• _REQUIREMENT_
Reproduce the data from the line with "Return the outline of every instance of the printed" to the line with "[[[271,64],[314,44],[319,0],[281,0]]]", swapping "printed sign" for "printed notice" and leaving all else unchanged.

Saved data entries
______

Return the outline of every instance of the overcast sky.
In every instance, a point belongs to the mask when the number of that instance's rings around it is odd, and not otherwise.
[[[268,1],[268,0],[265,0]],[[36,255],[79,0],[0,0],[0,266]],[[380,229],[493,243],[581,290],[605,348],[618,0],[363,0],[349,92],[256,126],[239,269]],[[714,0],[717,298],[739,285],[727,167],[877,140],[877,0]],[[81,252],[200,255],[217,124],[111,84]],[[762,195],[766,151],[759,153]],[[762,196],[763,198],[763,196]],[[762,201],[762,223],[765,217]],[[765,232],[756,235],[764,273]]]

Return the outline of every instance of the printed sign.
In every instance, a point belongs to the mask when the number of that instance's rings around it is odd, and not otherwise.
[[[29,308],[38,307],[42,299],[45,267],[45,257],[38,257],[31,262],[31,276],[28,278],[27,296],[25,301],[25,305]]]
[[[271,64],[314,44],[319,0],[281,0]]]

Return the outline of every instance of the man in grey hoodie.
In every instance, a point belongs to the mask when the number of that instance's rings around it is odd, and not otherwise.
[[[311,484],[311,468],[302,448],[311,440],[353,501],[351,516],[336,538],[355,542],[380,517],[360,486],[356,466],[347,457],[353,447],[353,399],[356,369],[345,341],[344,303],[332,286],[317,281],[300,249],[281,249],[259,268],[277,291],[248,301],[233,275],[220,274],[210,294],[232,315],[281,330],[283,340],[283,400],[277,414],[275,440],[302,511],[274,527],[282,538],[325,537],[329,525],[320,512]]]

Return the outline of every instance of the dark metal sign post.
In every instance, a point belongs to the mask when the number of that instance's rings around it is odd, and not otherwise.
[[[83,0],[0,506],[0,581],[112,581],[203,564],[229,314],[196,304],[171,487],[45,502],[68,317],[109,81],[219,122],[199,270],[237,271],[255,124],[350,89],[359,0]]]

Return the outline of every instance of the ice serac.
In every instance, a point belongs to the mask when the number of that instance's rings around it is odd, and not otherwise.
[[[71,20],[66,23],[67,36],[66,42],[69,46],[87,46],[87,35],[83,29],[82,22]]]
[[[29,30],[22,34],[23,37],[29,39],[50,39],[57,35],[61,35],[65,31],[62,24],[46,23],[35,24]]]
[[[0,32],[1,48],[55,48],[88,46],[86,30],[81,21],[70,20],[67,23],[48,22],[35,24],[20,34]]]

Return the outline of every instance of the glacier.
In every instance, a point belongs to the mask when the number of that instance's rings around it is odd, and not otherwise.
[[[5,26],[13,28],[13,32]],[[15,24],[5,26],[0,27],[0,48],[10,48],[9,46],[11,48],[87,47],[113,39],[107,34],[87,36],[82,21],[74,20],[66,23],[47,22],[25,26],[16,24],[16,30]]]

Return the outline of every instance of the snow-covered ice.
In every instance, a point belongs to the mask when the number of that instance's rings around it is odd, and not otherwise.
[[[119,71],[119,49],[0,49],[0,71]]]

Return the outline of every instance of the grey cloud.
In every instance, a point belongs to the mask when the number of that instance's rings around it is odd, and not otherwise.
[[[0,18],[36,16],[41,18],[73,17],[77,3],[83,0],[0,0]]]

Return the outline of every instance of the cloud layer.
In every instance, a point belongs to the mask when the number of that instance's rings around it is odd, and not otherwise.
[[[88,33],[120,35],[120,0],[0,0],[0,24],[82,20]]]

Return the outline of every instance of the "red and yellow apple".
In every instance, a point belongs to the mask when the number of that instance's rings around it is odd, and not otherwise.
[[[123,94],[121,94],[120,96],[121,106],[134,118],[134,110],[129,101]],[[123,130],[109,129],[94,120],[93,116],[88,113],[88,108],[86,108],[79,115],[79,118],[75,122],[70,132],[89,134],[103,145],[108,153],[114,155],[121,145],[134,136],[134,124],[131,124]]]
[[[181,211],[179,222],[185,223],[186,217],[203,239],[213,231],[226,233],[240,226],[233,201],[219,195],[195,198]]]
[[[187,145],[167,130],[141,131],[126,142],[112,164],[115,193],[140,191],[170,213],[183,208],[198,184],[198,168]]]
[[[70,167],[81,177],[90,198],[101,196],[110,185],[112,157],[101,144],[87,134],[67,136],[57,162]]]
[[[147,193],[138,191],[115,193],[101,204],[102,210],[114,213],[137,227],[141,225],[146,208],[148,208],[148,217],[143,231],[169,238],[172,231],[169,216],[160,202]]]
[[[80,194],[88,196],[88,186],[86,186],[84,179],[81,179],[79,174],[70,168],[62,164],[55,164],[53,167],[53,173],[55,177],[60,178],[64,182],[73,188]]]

______

• _OUTPUT FOR THIS TASK_
Return the outline of every instance of the printed notice.
In every instance, a point belongs to the mask when the number of that instance's rings around it is odd, and not otherwise.
[[[29,308],[38,307],[42,299],[45,267],[45,257],[38,257],[31,262],[31,276],[28,278],[27,296],[25,301],[25,305]]]
[[[271,64],[314,44],[319,0],[281,0]]]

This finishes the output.